[WRITTEN INSTRUCTION] Pick out each line in the entries below that contains the word "dark", and copy those lines.

[DATASET EXCERPTS]

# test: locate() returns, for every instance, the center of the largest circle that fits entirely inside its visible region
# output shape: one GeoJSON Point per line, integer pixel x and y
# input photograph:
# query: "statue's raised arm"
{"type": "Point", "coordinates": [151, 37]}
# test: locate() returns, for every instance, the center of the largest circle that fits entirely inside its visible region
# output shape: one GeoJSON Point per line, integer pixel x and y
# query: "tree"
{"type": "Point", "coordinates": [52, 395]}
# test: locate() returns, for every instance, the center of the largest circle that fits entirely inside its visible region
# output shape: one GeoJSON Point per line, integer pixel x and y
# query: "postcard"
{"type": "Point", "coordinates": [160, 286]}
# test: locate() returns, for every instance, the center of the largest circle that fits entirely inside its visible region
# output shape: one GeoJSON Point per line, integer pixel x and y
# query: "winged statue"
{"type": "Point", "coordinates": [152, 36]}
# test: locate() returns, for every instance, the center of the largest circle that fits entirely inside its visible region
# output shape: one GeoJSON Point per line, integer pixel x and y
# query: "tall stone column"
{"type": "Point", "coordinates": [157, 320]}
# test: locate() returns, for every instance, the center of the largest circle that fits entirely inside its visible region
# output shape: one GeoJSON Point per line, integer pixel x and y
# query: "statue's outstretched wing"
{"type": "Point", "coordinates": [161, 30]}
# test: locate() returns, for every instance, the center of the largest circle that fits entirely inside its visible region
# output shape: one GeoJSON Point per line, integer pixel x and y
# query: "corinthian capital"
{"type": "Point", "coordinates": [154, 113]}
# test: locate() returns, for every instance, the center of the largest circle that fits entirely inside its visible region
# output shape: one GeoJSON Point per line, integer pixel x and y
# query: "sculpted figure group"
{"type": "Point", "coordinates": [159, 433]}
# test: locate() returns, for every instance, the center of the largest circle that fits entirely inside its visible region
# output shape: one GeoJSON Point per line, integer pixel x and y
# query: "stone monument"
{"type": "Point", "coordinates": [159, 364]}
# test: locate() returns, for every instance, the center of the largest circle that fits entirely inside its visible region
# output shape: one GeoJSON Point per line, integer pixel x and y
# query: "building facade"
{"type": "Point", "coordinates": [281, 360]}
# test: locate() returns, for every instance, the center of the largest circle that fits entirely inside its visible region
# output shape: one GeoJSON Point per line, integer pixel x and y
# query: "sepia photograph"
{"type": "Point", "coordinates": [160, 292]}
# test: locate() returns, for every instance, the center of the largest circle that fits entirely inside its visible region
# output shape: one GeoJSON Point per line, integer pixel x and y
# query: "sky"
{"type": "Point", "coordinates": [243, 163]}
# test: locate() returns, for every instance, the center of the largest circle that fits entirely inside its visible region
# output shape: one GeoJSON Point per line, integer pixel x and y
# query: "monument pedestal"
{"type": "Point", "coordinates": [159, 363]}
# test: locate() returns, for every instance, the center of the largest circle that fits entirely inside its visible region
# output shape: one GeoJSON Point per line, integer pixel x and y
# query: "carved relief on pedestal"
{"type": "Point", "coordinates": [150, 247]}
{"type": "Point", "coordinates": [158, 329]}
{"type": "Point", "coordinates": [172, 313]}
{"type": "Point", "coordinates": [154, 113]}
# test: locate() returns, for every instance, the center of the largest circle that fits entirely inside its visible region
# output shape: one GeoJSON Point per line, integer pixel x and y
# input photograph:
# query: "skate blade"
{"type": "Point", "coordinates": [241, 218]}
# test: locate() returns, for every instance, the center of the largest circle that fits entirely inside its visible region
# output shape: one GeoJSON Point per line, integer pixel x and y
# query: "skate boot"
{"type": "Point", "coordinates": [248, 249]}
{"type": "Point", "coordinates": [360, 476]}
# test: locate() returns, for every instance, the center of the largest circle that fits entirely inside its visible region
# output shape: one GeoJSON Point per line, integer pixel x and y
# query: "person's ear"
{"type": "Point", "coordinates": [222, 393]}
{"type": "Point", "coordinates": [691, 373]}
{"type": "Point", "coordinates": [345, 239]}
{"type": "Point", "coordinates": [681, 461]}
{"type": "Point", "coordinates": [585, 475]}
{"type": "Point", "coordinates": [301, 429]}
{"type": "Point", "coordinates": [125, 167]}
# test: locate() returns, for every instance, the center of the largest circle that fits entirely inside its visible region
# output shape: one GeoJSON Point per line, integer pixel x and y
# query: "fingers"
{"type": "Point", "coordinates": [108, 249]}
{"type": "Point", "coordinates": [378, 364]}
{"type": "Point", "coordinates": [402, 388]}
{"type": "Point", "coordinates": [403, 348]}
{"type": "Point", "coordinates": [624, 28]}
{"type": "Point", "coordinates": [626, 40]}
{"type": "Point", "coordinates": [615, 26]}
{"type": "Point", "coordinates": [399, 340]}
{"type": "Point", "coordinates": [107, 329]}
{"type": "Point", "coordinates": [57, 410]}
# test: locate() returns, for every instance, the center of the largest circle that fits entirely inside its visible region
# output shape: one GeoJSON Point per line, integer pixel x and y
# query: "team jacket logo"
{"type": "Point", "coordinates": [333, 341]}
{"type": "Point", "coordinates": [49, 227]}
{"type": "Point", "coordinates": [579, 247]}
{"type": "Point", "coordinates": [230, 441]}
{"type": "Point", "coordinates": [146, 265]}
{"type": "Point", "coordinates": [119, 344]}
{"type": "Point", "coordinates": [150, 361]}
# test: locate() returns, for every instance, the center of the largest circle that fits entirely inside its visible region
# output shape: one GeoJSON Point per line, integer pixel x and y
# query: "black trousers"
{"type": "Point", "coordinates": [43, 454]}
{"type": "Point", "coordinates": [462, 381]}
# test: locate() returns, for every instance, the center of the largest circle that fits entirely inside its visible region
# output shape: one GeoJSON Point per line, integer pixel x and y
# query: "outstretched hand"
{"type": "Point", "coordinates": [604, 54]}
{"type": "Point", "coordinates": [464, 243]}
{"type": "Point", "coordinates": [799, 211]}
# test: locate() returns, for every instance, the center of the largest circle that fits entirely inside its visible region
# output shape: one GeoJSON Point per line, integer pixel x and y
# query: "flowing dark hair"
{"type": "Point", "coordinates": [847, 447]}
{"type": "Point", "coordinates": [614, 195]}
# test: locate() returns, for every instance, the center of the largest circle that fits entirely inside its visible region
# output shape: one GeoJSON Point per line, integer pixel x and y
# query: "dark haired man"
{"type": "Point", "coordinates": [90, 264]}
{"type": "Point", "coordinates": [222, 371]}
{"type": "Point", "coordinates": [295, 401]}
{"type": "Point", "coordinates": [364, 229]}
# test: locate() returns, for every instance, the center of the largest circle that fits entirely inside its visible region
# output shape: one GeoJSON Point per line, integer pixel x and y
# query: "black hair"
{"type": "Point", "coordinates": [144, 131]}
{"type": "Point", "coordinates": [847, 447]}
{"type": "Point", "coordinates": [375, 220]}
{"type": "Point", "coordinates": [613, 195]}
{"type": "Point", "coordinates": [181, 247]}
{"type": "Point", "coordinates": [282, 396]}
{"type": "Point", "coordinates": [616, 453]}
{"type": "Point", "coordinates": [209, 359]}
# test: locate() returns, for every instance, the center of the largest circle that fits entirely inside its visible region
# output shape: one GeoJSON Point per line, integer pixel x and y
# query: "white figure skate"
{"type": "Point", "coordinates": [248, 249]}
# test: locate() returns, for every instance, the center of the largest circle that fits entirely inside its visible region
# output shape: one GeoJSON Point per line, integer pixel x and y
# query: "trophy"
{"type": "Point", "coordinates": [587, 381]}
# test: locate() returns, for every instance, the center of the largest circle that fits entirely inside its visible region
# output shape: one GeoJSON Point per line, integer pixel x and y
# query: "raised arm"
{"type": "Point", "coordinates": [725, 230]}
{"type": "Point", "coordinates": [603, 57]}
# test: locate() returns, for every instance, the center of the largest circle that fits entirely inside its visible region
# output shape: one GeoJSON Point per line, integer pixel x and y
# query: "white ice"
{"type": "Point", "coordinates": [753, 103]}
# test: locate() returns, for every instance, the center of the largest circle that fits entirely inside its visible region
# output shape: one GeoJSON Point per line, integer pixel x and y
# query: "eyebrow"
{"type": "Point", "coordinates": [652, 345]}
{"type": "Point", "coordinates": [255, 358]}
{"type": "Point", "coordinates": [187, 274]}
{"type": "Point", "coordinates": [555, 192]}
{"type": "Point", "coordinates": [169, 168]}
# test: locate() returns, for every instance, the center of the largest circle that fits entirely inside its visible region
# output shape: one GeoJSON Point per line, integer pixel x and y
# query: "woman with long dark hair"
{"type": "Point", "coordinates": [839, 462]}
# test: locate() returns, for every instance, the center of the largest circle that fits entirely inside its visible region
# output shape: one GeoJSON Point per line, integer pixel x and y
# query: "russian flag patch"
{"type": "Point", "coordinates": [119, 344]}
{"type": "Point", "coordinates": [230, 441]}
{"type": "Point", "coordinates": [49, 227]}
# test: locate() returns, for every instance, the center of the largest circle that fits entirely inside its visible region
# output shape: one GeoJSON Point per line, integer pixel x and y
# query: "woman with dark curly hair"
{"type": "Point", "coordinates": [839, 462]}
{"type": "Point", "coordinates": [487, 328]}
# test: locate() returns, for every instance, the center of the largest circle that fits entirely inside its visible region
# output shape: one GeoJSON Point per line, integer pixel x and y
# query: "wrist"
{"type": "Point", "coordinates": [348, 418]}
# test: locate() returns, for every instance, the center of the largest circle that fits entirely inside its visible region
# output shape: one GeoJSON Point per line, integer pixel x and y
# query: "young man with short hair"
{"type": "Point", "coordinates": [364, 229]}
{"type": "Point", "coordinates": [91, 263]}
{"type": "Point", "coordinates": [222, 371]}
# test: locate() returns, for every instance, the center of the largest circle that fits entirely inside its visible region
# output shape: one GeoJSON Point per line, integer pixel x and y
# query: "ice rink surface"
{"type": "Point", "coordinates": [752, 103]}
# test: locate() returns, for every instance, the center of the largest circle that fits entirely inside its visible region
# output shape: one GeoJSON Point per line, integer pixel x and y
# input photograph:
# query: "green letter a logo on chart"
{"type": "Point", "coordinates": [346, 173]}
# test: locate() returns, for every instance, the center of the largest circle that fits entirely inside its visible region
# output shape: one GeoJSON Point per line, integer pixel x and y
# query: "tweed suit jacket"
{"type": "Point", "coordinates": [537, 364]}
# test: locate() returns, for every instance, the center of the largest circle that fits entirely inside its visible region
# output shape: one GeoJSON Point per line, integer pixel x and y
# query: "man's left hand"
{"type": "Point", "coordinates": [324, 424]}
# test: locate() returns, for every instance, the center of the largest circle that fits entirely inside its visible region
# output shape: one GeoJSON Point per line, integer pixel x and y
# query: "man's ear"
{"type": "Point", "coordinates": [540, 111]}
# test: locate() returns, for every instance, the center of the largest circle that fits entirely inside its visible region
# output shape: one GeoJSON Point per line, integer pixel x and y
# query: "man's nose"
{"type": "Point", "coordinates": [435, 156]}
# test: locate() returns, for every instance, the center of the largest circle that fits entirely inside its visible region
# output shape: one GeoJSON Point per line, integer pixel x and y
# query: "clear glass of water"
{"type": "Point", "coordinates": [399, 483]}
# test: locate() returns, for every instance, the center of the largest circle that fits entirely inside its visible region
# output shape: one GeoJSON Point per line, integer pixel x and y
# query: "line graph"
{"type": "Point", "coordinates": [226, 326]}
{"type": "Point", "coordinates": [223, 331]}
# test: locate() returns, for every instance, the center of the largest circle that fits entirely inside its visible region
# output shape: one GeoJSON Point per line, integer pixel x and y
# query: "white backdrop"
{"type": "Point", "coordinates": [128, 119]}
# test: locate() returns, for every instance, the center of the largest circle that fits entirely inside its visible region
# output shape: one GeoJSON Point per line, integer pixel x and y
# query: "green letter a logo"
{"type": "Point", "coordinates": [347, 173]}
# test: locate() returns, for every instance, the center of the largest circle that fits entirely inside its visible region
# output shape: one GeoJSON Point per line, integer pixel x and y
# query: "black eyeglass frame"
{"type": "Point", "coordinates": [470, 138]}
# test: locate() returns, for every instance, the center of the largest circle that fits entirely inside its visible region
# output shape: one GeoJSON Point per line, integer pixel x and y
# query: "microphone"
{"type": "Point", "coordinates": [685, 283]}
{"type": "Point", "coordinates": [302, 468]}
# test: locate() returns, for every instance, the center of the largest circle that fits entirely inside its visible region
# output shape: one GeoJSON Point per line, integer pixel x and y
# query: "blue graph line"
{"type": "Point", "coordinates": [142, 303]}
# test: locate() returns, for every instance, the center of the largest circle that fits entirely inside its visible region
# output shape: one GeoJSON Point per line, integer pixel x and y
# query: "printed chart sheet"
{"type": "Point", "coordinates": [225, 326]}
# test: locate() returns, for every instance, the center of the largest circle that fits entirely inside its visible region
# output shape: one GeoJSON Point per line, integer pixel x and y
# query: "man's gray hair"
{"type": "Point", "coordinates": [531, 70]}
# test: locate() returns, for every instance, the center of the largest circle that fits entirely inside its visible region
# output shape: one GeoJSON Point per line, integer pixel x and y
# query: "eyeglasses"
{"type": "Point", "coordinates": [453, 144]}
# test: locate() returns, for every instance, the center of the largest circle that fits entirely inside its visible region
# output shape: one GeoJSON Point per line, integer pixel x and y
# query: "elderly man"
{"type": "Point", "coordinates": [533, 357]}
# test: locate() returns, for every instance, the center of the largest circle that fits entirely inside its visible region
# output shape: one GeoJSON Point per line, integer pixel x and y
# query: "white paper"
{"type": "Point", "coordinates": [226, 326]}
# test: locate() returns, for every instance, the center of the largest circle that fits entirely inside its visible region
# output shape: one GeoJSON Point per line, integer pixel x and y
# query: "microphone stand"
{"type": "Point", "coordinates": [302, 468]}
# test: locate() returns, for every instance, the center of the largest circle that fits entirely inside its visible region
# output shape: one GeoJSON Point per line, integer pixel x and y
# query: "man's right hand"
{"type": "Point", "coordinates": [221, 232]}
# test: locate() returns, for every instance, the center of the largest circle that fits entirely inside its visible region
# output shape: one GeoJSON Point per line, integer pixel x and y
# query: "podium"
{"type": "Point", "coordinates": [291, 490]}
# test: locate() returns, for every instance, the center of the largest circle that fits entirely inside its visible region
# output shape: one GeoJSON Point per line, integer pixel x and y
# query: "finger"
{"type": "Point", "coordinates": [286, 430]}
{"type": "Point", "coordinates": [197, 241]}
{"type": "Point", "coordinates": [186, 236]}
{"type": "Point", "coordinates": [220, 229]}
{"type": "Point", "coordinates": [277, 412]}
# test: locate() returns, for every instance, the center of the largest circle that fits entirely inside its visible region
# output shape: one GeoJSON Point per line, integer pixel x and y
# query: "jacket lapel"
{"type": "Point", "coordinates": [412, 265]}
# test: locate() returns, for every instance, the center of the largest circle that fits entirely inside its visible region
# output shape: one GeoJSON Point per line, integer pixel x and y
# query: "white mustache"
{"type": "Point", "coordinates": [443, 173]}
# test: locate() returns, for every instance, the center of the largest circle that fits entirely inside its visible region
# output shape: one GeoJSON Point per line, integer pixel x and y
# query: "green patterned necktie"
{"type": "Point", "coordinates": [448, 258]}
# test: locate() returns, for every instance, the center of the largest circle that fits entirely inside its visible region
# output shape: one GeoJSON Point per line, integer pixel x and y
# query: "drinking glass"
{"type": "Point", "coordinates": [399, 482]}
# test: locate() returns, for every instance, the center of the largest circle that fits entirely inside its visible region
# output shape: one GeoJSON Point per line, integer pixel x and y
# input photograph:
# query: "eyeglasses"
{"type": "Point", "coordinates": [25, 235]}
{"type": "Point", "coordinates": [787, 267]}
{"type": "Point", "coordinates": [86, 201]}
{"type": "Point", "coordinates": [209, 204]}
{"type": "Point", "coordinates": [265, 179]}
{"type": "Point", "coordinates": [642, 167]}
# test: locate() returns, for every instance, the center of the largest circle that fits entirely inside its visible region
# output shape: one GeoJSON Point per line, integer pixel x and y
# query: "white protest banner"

[THE REPLY]
# query: "flowing dark hair"
# query: "dark haired man"
# query: "woman with long dark hair"
# query: "woman with dark curly hair"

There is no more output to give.